Can you pull out every line in the data below that contains the word "tree" and copy each of those lines?

........

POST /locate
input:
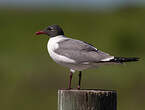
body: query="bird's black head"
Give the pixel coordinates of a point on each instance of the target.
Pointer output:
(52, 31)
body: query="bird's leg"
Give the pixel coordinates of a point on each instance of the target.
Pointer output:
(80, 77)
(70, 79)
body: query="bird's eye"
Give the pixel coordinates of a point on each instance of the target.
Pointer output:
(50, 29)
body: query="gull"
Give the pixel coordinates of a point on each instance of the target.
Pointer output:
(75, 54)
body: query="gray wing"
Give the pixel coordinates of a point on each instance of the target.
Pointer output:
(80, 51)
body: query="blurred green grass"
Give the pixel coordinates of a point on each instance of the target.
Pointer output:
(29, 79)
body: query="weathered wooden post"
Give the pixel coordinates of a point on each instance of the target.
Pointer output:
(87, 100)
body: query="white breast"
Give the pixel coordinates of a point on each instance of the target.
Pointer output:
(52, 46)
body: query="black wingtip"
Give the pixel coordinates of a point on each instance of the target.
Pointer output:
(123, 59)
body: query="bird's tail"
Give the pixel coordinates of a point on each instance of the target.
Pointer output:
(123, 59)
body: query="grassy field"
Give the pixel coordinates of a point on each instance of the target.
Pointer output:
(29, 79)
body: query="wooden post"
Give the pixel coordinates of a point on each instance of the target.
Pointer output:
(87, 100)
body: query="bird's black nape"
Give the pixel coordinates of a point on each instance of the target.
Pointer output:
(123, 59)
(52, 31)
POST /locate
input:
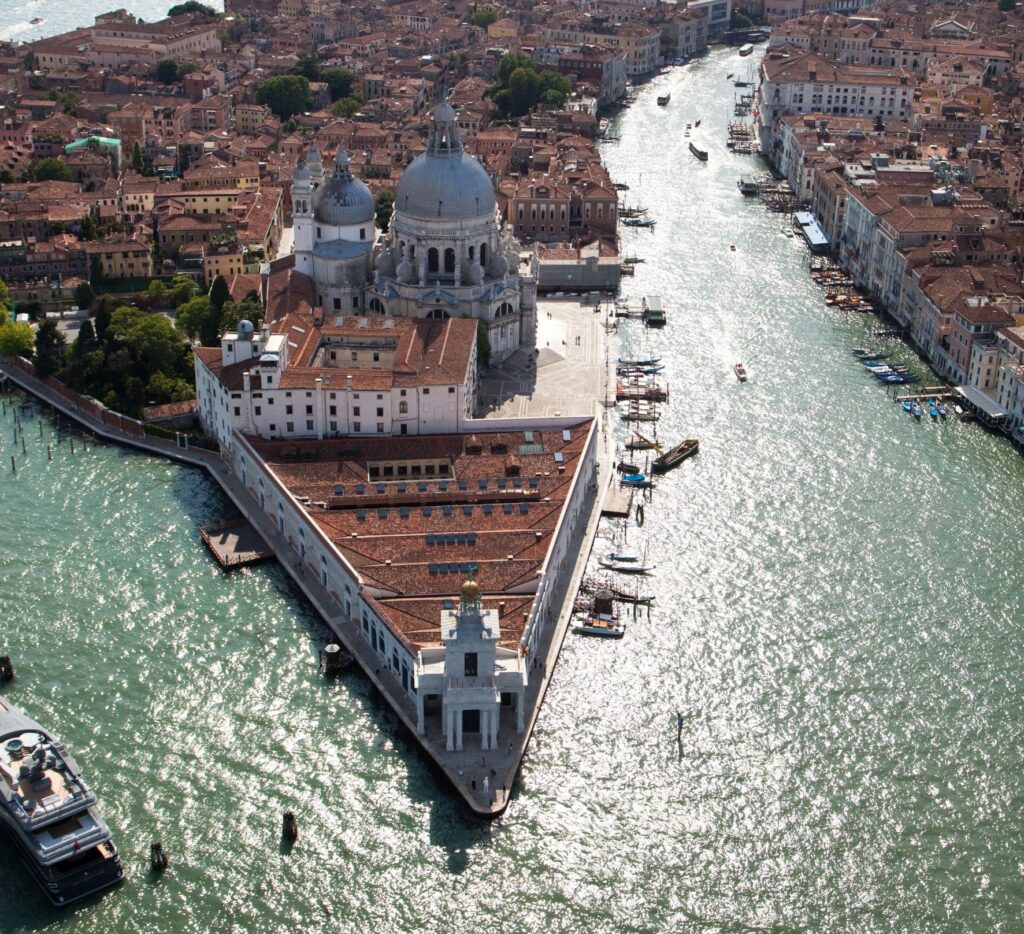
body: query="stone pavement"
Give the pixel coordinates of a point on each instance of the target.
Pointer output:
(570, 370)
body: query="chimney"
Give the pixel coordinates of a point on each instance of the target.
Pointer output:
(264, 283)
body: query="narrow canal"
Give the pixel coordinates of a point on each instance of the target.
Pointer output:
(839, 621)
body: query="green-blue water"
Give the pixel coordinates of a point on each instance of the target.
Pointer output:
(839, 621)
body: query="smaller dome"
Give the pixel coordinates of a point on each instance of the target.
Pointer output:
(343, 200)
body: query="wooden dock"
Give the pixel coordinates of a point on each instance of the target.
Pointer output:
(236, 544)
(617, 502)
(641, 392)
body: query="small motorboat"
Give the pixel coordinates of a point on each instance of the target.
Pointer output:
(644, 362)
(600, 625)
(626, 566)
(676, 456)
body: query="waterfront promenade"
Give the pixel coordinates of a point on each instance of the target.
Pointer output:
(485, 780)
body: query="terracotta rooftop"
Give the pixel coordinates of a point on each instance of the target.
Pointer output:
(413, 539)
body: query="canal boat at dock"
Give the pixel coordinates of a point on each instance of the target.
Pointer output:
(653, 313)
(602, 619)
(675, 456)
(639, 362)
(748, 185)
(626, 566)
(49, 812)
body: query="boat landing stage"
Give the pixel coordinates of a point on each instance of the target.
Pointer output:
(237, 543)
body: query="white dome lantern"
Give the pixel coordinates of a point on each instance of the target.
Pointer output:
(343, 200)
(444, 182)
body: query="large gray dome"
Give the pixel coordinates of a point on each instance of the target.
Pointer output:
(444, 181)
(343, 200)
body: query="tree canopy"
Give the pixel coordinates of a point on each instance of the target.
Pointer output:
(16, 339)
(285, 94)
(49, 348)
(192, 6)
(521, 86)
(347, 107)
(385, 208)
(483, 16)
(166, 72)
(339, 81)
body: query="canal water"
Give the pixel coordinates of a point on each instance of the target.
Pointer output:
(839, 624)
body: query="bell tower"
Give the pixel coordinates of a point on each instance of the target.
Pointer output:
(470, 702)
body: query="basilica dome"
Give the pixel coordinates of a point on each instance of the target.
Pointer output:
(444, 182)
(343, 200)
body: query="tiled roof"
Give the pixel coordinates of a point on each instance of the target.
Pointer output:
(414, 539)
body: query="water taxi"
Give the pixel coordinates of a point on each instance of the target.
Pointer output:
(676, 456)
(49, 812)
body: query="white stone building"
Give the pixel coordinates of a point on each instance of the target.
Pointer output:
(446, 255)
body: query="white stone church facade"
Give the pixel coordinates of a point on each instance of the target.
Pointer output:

........

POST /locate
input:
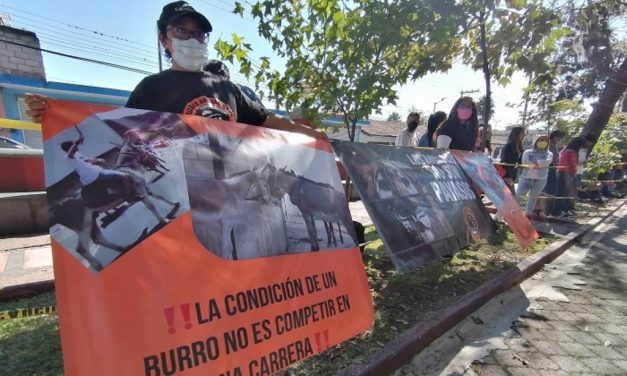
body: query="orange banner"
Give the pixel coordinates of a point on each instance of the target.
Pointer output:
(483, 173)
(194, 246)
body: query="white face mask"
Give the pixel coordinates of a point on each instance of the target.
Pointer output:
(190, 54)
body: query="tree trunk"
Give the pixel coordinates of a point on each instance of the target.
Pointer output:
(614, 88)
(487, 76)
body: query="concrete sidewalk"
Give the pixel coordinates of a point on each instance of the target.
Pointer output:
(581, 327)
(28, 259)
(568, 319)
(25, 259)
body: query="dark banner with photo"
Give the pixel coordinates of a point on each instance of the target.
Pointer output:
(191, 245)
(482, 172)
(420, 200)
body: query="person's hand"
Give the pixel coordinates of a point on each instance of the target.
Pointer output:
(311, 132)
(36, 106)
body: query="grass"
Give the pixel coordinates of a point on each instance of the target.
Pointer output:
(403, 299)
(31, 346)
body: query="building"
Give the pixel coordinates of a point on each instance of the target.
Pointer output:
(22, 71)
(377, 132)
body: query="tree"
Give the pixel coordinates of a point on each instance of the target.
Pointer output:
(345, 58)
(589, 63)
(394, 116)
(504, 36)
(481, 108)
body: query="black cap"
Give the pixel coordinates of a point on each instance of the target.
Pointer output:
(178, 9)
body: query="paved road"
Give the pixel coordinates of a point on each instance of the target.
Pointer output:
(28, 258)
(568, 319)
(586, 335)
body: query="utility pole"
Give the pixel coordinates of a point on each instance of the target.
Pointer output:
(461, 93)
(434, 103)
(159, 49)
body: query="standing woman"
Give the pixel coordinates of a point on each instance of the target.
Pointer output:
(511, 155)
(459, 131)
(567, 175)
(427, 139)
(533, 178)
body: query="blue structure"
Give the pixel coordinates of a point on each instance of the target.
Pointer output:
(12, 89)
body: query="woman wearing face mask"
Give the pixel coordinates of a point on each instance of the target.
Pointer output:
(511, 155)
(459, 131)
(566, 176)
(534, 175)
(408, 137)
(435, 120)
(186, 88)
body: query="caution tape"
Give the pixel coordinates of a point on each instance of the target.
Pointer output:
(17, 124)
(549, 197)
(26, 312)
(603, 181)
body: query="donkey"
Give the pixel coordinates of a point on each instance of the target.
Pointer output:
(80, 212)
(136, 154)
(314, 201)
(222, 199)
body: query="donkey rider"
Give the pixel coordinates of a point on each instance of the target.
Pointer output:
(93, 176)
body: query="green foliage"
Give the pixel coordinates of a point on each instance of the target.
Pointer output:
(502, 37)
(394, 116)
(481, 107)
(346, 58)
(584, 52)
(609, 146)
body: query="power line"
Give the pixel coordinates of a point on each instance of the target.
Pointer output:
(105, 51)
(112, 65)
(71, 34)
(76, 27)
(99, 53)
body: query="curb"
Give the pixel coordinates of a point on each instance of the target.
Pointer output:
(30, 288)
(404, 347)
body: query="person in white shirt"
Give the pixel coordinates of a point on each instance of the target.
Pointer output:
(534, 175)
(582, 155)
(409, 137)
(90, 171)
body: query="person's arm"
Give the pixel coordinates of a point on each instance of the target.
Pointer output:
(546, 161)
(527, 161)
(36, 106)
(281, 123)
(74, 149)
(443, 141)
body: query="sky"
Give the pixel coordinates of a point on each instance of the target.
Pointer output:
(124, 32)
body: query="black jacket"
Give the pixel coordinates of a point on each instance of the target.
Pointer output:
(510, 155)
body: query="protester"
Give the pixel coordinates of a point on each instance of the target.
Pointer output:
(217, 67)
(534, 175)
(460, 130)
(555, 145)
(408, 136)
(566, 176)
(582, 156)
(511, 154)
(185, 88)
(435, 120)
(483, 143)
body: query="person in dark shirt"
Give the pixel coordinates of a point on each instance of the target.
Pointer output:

........

> Exercise solution
body: query="tree canopy"
body: query="tree trunk"
body: query="tree"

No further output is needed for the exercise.